Adversarial examples from computational constraints

TL;DR

This paper argues that the vulnerability of high-dimensional classifiers to adversarial perturbations may stem from computational constraints rather than information theoretic limitations, demonstrating an exponential separation in learnability.

Contribution

It introduces a classification task where robust learning is computationally intractable despite being information theoretically easy, highlighting computational barriers to robustness.

Findings

Robust classifiers imply the existence of algorithms that can find them with limited data.

A specific high-dimensional classification task is constructed where robust learning is computationally hard.

An exponential separation between classical and robust learning in the statistical query model is demonstrated.

Abstract

Why are classifiers in high dimension vulnerable to "adversarial" perturbations? We show that it is likely not due to information theoretic limitations, but rather it could be due to computational constraints. First we prove that, for a broad set of classification tasks, the mere existence of a robust classifier implies that it can be found by a possibly exponential-time algorithm with relatively few training examples. Then we give a particular classification task where learning a robust classifier is computationally intractable. More precisely we construct a binary classification task in high dimensional space which is (i) information theoretically easy to learn robustly for large perturbations, (ii) efficiently learnable (non-robustly) by a simple linear separator, (iii) yet is not efficiently robustly learnable, even for small perturbations, by any algorithm in the statistical query (SQ) model. This example gives an exponential separation between classical learning and robust learning in the statistical query model. It suggests that adversarial examples may be an unavoidable byproduct of computational limitations of learning algorithms.

→ **Task A**
Decide whether each statement agrees with the summary on adversarial examples, and answer yes or no with the deciding words of the summary quoted exactly: (i) the constructed task can be learned efficiently, though not robustly, by a simple linear separator; (ii) the constructed task fails to be efficiently robustly learnable only for large perturbations; (iii) the summary traces the vulnerability of high-dimensional classifiers mainly to information theoretic limitations.
→ **Task B**
Copy the part of the summary on adversarial examples that opens with the words containing "It introduces a" and closes with "model is demonstrated.".

→ **Supplied data**
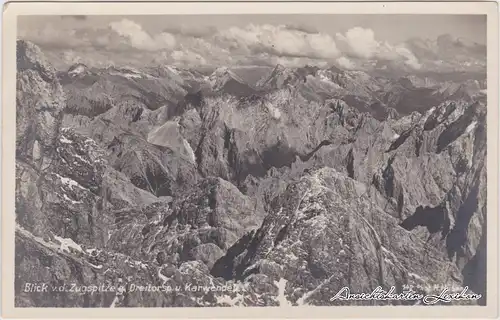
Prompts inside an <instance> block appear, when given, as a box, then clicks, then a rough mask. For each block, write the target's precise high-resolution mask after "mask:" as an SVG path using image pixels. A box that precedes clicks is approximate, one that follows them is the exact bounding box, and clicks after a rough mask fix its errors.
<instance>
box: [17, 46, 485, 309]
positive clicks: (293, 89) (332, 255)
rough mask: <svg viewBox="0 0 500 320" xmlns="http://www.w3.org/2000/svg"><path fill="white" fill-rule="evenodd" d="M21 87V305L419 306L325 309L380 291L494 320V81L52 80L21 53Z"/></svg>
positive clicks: (307, 67)
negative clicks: (199, 290) (453, 307)
mask: <svg viewBox="0 0 500 320" xmlns="http://www.w3.org/2000/svg"><path fill="white" fill-rule="evenodd" d="M441 41H446V39H442V40H441ZM419 45H420V46H421V47H422V46H424V44H419ZM463 45H464V46H465V45H466V44H463ZM431 49H432V46H431ZM431 49H429V52H433V51H432V50H431ZM438 53H439V52H438ZM429 54H430V53H429ZM17 71H18V72H17V79H16V81H17V96H16V97H17V100H16V103H17V105H16V110H17V119H16V129H17V130H16V134H17V140H16V239H15V246H16V270H15V273H16V281H15V288H16V306H18V307H203V306H212V307H213V306H285V305H331V306H333V305H347V304H354V305H369V304H373V303H375V304H405V303H409V302H404V301H391V302H387V301H385V302H384V301H378V302H373V301H371V302H370V301H357V302H349V301H338V300H335V301H334V300H332V299H331V297H332V294H333V293H335V292H337V291H338V290H339V288H341V287H343V286H349V287H350V289H351V290H352V291H353V292H354V291H356V292H370V291H371V290H373V288H375V287H377V286H378V285H380V286H384V287H390V286H395V287H397V288H398V290H399V289H402V288H403V287H404V286H410V287H411V288H413V290H415V291H416V292H420V293H429V292H433V291H432V290H433V287H432V286H434V285H442V286H443V285H444V286H447V287H449V288H454V287H463V286H465V285H467V286H468V287H469V288H470V290H472V291H473V292H476V293H480V294H481V295H482V299H481V300H480V301H478V302H476V303H479V304H484V303H485V297H486V278H485V277H486V272H485V268H486V256H485V255H486V79H485V78H481V77H480V76H475V75H471V74H465V75H464V74H458V75H457V73H447V74H440V75H439V77H436V76H435V75H433V74H430V73H429V74H425V75H424V74H415V75H409V76H408V75H407V76H394V75H392V76H387V75H381V74H373V73H369V72H363V71H352V70H342V69H339V68H336V67H330V68H318V67H312V66H304V67H300V68H288V67H284V66H282V65H277V66H276V67H275V68H270V69H264V68H259V69H258V70H256V69H252V70H250V68H236V69H235V68H228V67H220V68H217V69H215V70H211V71H210V72H200V71H196V70H192V69H189V68H185V69H184V68H179V67H174V66H169V65H159V66H157V67H144V68H140V69H137V68H130V67H107V68H94V67H88V66H86V65H84V64H75V65H73V66H71V67H70V68H69V69H68V70H56V69H55V68H54V67H53V66H52V65H51V64H50V63H49V62H48V60H47V59H46V57H45V55H44V53H43V51H42V50H41V49H40V48H39V47H38V46H36V45H35V44H33V43H31V42H28V41H23V40H19V41H18V42H17ZM246 73H252V74H251V75H247V76H245V74H246ZM257 74H259V76H257ZM25 282H44V283H49V284H50V285H53V286H59V285H63V284H65V283H66V284H69V283H77V284H79V285H87V286H88V285H95V284H102V283H105V284H112V285H124V286H126V287H129V288H130V286H132V285H136V286H137V285H148V284H151V285H154V286H159V287H163V288H165V287H166V286H170V287H173V288H175V287H177V286H178V287H182V290H181V292H174V293H172V292H151V291H133V292H132V291H130V290H129V291H127V290H125V291H121V292H105V293H104V292H100V293H95V294H92V295H90V294H68V293H67V292H54V293H52V294H51V295H47V294H44V293H29V292H25V291H23V290H22V288H23V284H24V283H25ZM186 284H190V286H191V285H194V286H198V285H199V286H203V287H207V286H209V287H224V286H225V287H226V288H227V287H231V288H233V289H232V290H229V291H227V290H226V291H217V290H214V291H209V292H204V291H203V290H202V291H196V290H194V291H193V290H190V289H189V288H186ZM455 303H461V304H467V303H470V302H466V301H462V302H455Z"/></svg>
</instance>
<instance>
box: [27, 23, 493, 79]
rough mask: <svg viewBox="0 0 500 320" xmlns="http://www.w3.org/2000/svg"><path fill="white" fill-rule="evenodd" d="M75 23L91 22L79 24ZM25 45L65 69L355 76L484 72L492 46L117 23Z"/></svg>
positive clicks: (43, 35)
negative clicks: (388, 41) (378, 72)
mask: <svg viewBox="0 0 500 320" xmlns="http://www.w3.org/2000/svg"><path fill="white" fill-rule="evenodd" d="M74 19H75V20H85V19H84V18H83V17H79V18H78V19H76V18H74ZM19 38H21V39H25V40H30V41H33V42H35V43H36V44H38V45H40V46H41V47H42V48H43V49H44V50H45V51H46V52H47V54H48V55H49V56H50V57H52V58H53V59H52V60H54V61H55V63H56V64H57V60H59V61H60V62H59V63H58V64H59V65H60V67H64V65H70V64H72V63H76V62H81V63H85V64H87V65H90V66H98V67H99V66H104V65H129V66H144V65H145V64H173V65H178V66H183V67H217V66H241V65H269V66H274V65H276V64H277V63H279V64H282V65H284V66H290V67H298V66H304V65H306V64H309V65H317V66H320V67H323V66H329V65H335V66H338V67H341V68H345V69H351V70H356V69H358V70H370V69H390V68H397V69H400V70H405V71H408V72H412V71H417V70H420V71H425V70H432V71H443V72H446V71H483V70H485V68H486V46H485V45H482V44H478V43H475V42H473V41H470V40H466V39H461V38H454V37H452V36H450V35H443V36H440V37H438V38H437V39H420V38H412V39H408V40H407V41H404V42H401V43H389V42H387V41H381V40H379V39H378V38H377V35H376V34H375V32H374V31H373V30H372V29H369V28H363V27H353V28H350V29H349V30H347V31H346V32H344V33H341V32H337V33H331V34H327V33H324V32H319V31H317V30H315V29H314V28H312V27H307V26H305V25H291V24H290V25H284V24H283V25H272V24H248V25H246V26H244V27H241V26H232V27H227V28H216V27H200V26H179V27H168V28H165V29H163V30H162V31H160V32H157V33H150V32H147V31H146V30H145V29H144V28H143V26H141V25H140V24H139V23H137V22H136V21H133V20H131V19H127V18H121V19H120V18H117V19H116V20H115V21H112V22H110V23H109V24H108V25H107V26H105V27H102V26H98V27H94V26H91V25H86V26H84V27H78V28H77V27H75V28H59V27H58V25H57V22H56V21H55V22H54V23H53V24H44V25H43V27H42V28H31V29H28V30H22V28H21V32H20V35H19Z"/></svg>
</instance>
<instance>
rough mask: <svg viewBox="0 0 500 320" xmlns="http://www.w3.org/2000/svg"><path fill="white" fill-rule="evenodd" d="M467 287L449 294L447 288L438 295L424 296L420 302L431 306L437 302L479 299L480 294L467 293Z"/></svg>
mask: <svg viewBox="0 0 500 320" xmlns="http://www.w3.org/2000/svg"><path fill="white" fill-rule="evenodd" d="M468 290H469V287H467V286H466V287H464V288H463V290H462V291H461V292H450V291H449V289H448V288H444V289H443V291H441V293H440V294H439V295H426V296H425V297H424V298H423V299H422V302H423V303H425V304H427V305H431V304H436V303H438V302H447V303H449V302H452V301H460V300H469V301H470V300H479V299H481V297H482V296H481V294H478V293H467V291H468Z"/></svg>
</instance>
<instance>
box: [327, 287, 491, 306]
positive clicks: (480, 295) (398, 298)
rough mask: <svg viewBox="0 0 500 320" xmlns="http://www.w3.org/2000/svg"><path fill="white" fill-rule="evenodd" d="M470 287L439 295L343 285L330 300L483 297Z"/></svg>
mask: <svg viewBox="0 0 500 320" xmlns="http://www.w3.org/2000/svg"><path fill="white" fill-rule="evenodd" d="M468 290H469V287H467V286H466V287H464V288H463V289H462V291H461V292H451V291H450V290H449V289H448V288H446V287H445V288H443V290H442V291H441V293H440V294H439V295H435V294H427V295H424V294H421V293H418V292H415V291H413V290H412V289H411V288H409V289H405V290H403V291H402V292H400V293H396V287H394V286H392V287H391V288H390V289H389V290H388V291H386V290H384V289H383V288H382V287H381V286H378V287H376V288H375V290H373V291H372V292H368V293H366V292H362V293H351V290H350V289H349V287H343V288H342V289H340V290H339V291H338V292H337V293H336V294H335V296H333V297H331V298H330V301H335V300H341V301H349V300H351V301H353V300H358V301H359V300H362V301H369V300H379V301H387V300H399V301H418V300H420V301H422V302H423V303H424V304H426V305H433V304H436V303H438V302H445V303H450V302H452V301H460V300H469V301H470V300H479V299H481V295H480V294H476V293H468V292H467V291H468Z"/></svg>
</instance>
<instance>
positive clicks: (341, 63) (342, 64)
mask: <svg viewBox="0 0 500 320" xmlns="http://www.w3.org/2000/svg"><path fill="white" fill-rule="evenodd" d="M335 61H336V62H337V64H338V65H339V66H340V67H342V68H344V69H348V70H351V69H354V68H355V67H356V64H355V63H354V62H352V61H351V60H349V59H348V58H346V57H340V58H338V59H337V60H335Z"/></svg>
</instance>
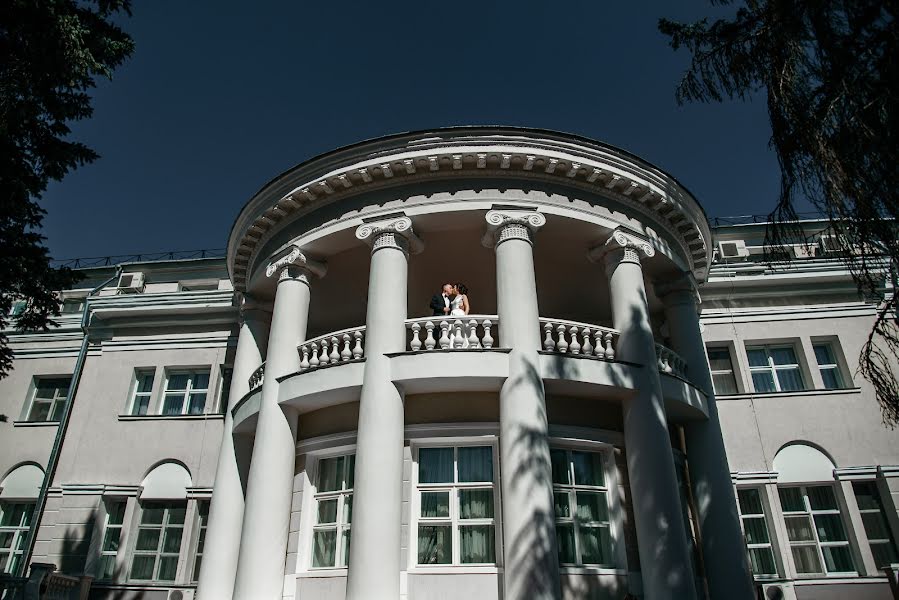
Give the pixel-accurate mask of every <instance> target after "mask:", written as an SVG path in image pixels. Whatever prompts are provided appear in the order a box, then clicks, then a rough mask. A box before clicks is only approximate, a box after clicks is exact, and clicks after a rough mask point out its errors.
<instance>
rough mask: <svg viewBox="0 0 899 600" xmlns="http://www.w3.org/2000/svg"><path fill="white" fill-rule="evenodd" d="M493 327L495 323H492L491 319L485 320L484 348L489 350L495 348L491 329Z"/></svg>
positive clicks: (484, 322)
mask: <svg viewBox="0 0 899 600" xmlns="http://www.w3.org/2000/svg"><path fill="white" fill-rule="evenodd" d="M492 326H493V323H491V322H490V319H485V320H484V339H483V340H482V342H483V345H484V348H487V349H488V350H489V349H490V348H493V338H492V337H490V328H491V327H492Z"/></svg>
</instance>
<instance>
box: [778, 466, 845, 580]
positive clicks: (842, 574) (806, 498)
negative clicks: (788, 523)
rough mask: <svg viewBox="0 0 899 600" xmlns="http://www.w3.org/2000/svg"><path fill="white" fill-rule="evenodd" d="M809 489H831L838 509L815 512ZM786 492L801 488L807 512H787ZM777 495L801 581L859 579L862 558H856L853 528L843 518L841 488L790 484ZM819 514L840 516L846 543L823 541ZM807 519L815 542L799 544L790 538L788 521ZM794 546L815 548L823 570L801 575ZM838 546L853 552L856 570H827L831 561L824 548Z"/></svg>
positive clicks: (835, 508)
mask: <svg viewBox="0 0 899 600" xmlns="http://www.w3.org/2000/svg"><path fill="white" fill-rule="evenodd" d="M809 488H828V489H830V491H831V493H832V494H833V497H834V501H835V504H836V508H833V509H812V506H811V500H810V499H809V494H808V489H809ZM784 489H798V490H799V491H800V494H801V497H802V502H803V507H804V510H802V511H794V510H787V509H786V508H785V507H784V502H783V498H782V497H780V491H781V490H784ZM777 493H778V496H779V500H780V508H781V519H782V521H783V526H784V531H785V532H786V534H785V536H786V537H785V542H786V546H787V548H788V549H789V560H790V562H791V564H792V565H793V571H794V572H795V573H796V577H797V578H804V579H808V578H812V579H814V578H820V577H847V576H858V574H859V570H858V569H859V565H858V558H857V557H856V556H855V553H854V551H853V549H852V540H851V539H850V538H851V532H850V529H849V528H848V527H847V526H846V519H845V518H844V517H843V512H842V510H841V508H840V498H839V496H838V494H839V490H838V486H835V485H834V484H832V483H826V482H825V483H805V484H796V485H794V484H789V485H778V486H777ZM816 515H836V516H837V517H838V518H839V520H840V526H841V527H842V528H843V533H844V534H845V536H846V540H845V541H836V542H822V541H821V539H820V536H819V535H818V525H817V522H816V521H815V516H816ZM801 516H805V517H807V518H808V520H809V524H810V526H811V531H812V537H813V539H812V540H802V541H796V542H794V541H793V540H791V539H790V536H789V528H788V527H787V523H786V520H787V518H789V517H801ZM794 546H814V548H815V552H816V554H817V557H818V563H819V565H820V566H821V571H817V572H814V573H800V572H799V570H798V568H797V567H796V559H795V558H794V556H793V547H794ZM836 546H845V547H846V549H847V552H848V553H849V559H850V561H851V562H852V566H853V569H854V570H852V571H833V572H830V571H828V570H827V561H826V559H825V557H824V548H825V547H836Z"/></svg>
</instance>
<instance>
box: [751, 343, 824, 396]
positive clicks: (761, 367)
mask: <svg viewBox="0 0 899 600" xmlns="http://www.w3.org/2000/svg"><path fill="white" fill-rule="evenodd" d="M781 348H789V349H790V350H792V351H793V356H794V357H795V358H796V362H795V363H790V364H788V365H775V364H774V359H773V358H772V357H771V351H772V350H778V349H781ZM750 350H764V351H765V356H766V358H767V359H768V365H767V366H764V367H754V366H752V363H750V362H749V352H750ZM746 361H747V364H748V365H749V380H750V382H751V383H752V389H753V391H755V392H756V393H759V394H771V393H775V392H777V393H787V394H789V393H793V392H802V391H807V390H808V389H809V387H808V382H807V381H806V379H807V377H806V375H805V373H803V369H802V360H801V358H800V352H799V346H798V344H793V343H790V342H786V343H782V344H753V343H749V342H747V343H746ZM794 369H796V370H798V371H799V381H800V382H801V383H802V388H801V389H798V390H784V389H783V388H782V387H781V385H780V379H779V378H778V376H777V372H778V371H787V370H790V371H792V370H794ZM753 373H771V377H772V379H773V380H774V392H760V391H759V390H756V389H755V381H754V380H753V379H752V374H753Z"/></svg>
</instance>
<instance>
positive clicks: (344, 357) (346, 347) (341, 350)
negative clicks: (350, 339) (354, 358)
mask: <svg viewBox="0 0 899 600" xmlns="http://www.w3.org/2000/svg"><path fill="white" fill-rule="evenodd" d="M352 356H353V353H352V352H350V334H348V333H345V334H343V350H341V351H340V360H342V361H348V360H350V357H352Z"/></svg>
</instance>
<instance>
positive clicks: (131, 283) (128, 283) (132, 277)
mask: <svg viewBox="0 0 899 600" xmlns="http://www.w3.org/2000/svg"><path fill="white" fill-rule="evenodd" d="M116 289H117V290H118V292H119V293H120V294H139V293H140V292H142V291H144V274H143V273H141V272H140V271H133V272H131V273H122V274H121V275H119V283H118V285H117V286H116Z"/></svg>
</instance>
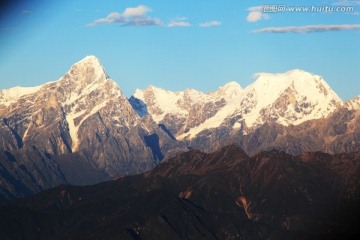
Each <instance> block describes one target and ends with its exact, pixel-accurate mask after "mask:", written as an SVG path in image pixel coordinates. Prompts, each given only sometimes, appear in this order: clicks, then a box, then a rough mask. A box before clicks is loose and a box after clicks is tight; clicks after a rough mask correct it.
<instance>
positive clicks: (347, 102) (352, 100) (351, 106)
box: [344, 96, 360, 110]
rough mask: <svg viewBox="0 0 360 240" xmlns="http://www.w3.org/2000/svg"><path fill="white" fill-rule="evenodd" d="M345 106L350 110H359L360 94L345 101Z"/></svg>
mask: <svg viewBox="0 0 360 240" xmlns="http://www.w3.org/2000/svg"><path fill="white" fill-rule="evenodd" d="M344 105H345V107H346V108H347V109H349V110H359V109H360V96H357V97H356V98H353V99H351V100H349V101H346V102H345V103H344Z"/></svg>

→ **Your solution A**
(i) Yes: "efficiently learnable (non-robustly) by a simple linear separator"
(ii) No: "yet is not efficiently robustly learnable, even for small perturbations"
(iii) No: "We show that it is likely not due to information theoretic limitations, but rather it could be due to computational constraints."

→ **Your solution B**
It introduces a classification task where robust learning is computationally intractable despite being information theoretically easy, highlighting computational barriers to robustness.

Findings

Robust classifiers imply the existence of algorithms that can find them with limited data.

A specific high-dimensional classification task is constructed where robust learning is computationally hard.

An exponential separation between classical and robust learning in the statistical query model is demonstrated.